Task details
The answer should consist of the records below, repeated exactly, and no pictures.
--- START ---
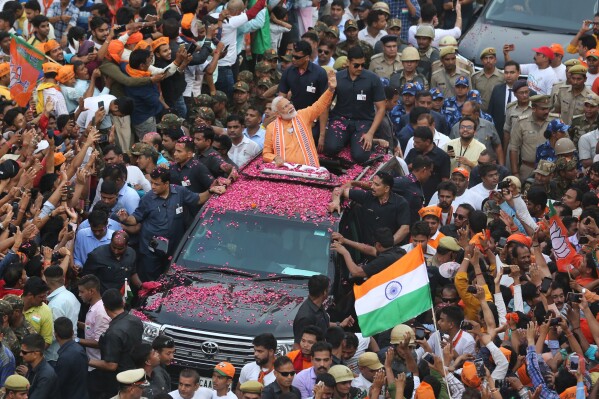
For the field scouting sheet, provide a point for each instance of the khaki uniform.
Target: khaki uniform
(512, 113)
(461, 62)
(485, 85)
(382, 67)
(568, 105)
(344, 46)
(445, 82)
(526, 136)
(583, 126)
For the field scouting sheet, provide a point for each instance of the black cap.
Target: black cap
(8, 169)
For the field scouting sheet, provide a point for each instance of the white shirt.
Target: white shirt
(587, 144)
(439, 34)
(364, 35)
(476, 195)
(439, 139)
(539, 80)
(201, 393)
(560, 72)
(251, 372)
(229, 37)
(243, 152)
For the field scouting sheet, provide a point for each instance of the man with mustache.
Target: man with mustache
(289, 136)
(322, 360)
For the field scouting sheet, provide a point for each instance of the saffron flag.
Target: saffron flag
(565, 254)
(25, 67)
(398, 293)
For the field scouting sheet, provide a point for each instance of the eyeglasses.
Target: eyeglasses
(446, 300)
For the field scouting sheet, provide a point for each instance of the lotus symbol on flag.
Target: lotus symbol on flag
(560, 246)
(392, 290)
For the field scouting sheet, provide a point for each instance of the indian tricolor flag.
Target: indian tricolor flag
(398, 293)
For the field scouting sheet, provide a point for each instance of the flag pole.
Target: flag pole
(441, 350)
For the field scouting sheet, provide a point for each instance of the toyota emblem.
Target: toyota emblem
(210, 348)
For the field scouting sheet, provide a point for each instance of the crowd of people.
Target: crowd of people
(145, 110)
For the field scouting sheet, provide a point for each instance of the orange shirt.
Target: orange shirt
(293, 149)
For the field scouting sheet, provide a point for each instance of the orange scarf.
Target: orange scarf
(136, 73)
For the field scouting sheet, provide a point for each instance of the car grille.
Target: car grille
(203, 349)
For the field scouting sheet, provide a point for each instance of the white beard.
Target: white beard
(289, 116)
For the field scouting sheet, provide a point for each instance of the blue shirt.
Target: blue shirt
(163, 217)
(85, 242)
--- END ---
Problem solution
For the field scouting sheet, provide a point for each instance of the khaki uniform.
Target: khaki uniform
(512, 113)
(461, 62)
(485, 85)
(382, 67)
(568, 105)
(344, 46)
(445, 82)
(526, 136)
(583, 126)
For the field scouting sheet, provide a point for each instance of the black cap.
Target: black cap
(8, 169)
For the field scouting sheet, provide a point for each instance of the white shirt.
Target: white shirt
(587, 144)
(439, 34)
(364, 35)
(476, 195)
(439, 139)
(539, 80)
(201, 393)
(560, 72)
(251, 372)
(229, 37)
(243, 152)
For the field scouting sheet, provide a point for each instance of the man with mustache.
Target: man with mustache
(289, 136)
(322, 360)
For the field scouting sheet, provide a point for each instance of the saffron flag.
Target: saffron flag
(565, 254)
(25, 67)
(398, 293)
For the field scouting sheet, provide a point for each instance of the eyeglasses.
Target: eyeglasses
(446, 300)
For the field scouting sheet, provide a point for each instance of the lotus symbol on flag.
Target: lotus symbol on flag
(560, 246)
(392, 290)
For the field scouting sheet, provide a point for each instance of the indian tricolor flag.
Target: indian tricolor flag
(398, 293)
For the field scouting sheet, provide a point for each instance of the flag pole.
Target: flag pole
(441, 350)
For the field scouting sheet, provide a point for each instance of the toyota emblem.
Target: toyota emblem
(210, 348)
For the field scouting sheet, provide a point for each instance of the crowd of people.
Target: crowd of people
(145, 110)
For the field scouting sheet, provide a point for each instance of the orange shirt.
Target: orange shirt
(293, 149)
For the field scouting sheet, provide a point for each instance of the orange scarf.
Target: orange scarf
(136, 73)
For the field scouting sheet, provide a point for each instance of the car grille.
Target: car grille
(203, 349)
For the field scouting sheet, provide a point for each instance of the white beard.
Target: white beard
(289, 116)
For the field scouting sheet, provide a point for each instance of the blue shirt.
Target: blue shirt
(163, 217)
(85, 242)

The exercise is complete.